======== RECORDS SHOWN
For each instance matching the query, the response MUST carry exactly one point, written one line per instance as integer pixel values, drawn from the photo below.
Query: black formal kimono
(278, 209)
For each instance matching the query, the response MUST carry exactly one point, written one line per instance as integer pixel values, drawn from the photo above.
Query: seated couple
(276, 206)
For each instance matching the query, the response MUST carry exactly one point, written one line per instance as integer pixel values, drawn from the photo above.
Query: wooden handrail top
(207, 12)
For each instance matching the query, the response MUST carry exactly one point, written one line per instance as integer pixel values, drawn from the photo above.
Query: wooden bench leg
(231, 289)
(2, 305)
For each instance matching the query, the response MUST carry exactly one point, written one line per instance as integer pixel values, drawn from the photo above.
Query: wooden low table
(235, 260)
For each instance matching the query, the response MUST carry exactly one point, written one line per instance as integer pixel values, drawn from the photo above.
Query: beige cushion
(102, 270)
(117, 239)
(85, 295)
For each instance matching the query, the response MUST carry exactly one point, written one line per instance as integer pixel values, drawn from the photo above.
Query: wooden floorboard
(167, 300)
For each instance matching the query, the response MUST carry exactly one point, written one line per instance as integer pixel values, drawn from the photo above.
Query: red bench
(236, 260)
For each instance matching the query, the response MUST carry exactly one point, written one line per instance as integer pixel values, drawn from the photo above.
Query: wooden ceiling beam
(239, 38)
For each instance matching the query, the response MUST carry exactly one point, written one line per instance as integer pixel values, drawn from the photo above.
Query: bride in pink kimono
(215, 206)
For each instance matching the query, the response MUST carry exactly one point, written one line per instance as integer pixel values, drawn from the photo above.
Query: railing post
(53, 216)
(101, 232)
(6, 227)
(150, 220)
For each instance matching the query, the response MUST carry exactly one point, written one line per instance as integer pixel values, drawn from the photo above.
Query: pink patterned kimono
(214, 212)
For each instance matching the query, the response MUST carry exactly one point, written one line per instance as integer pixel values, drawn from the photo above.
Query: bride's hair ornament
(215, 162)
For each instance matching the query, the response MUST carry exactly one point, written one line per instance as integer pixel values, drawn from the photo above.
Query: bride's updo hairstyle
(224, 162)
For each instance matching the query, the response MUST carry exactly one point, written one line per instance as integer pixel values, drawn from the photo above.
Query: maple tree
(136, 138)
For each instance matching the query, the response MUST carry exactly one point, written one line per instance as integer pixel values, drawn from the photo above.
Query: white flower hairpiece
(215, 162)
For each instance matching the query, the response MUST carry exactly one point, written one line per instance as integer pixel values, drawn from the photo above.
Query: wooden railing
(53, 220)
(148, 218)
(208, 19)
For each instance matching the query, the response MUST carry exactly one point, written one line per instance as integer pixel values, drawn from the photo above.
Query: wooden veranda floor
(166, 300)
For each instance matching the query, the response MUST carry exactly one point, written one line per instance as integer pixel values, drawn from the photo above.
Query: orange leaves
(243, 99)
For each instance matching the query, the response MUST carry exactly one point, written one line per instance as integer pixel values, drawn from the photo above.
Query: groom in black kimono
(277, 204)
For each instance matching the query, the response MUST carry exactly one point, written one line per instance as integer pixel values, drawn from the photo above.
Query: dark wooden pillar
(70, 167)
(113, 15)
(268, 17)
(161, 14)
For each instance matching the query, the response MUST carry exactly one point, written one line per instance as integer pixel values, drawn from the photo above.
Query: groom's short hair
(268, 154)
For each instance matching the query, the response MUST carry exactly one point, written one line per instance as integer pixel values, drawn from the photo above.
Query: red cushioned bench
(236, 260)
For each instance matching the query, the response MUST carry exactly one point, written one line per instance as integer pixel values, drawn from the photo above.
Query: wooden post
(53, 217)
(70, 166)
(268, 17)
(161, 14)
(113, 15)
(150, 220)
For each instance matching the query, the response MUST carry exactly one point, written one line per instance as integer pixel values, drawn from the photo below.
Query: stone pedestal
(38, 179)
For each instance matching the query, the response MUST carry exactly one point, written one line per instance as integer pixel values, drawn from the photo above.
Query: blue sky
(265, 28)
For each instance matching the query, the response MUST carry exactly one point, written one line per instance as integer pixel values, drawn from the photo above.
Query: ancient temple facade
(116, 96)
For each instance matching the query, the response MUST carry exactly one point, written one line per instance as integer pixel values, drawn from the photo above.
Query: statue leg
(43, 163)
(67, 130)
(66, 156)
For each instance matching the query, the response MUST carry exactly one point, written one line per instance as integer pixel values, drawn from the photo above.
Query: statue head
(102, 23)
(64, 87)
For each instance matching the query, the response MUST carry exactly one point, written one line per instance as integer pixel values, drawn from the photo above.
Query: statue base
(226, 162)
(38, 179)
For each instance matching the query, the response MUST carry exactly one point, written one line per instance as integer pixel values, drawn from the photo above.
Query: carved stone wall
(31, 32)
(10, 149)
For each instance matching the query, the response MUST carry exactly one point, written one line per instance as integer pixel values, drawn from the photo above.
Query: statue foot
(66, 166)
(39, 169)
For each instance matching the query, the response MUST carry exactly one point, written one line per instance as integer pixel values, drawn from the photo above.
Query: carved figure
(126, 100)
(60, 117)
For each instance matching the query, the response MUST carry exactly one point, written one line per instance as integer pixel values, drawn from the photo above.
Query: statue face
================
» **STATED GOAL**: Count the lines in the entries that contain the string "statue", with case counting, and give only the number.

» **ANSWER TO THIS TASK**: 5